> **Raw data**
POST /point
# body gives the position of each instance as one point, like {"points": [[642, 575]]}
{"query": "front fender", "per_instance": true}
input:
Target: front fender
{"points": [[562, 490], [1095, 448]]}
---
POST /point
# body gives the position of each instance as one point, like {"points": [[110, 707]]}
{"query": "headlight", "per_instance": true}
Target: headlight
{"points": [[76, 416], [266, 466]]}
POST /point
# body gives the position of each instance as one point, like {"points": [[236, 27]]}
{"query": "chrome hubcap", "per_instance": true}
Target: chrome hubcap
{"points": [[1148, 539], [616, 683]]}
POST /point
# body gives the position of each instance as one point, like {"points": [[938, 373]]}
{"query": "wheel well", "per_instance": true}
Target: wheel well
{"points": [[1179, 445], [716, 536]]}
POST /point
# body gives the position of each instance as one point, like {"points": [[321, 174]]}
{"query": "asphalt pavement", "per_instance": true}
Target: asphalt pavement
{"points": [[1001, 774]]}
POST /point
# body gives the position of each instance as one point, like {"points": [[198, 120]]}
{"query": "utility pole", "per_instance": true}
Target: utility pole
...
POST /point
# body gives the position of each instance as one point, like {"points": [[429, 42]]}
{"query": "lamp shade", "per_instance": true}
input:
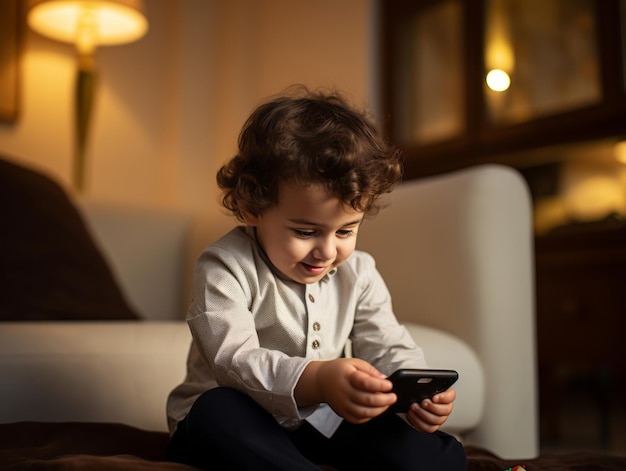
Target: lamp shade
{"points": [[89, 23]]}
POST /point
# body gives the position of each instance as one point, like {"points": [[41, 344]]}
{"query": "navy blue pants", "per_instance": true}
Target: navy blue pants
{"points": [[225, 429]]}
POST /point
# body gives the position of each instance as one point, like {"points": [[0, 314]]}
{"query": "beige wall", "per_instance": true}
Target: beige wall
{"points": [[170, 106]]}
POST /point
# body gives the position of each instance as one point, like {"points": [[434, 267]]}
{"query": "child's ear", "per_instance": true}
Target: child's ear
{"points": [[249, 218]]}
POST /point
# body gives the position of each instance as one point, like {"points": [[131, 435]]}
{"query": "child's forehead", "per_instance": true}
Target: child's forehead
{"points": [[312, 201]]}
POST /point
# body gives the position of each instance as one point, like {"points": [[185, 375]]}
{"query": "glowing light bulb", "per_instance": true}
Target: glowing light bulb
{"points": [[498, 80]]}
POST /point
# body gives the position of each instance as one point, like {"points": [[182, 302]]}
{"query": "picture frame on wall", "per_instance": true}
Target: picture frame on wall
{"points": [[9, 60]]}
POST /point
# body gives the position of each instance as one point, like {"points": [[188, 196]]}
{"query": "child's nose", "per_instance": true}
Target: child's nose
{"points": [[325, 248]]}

> **Aim**
Please extract every line of the listing above that contains the string "nose", matching case exactly.

> **The reply**
{"query": "child's nose", "per_instance": true}
Target: child's nose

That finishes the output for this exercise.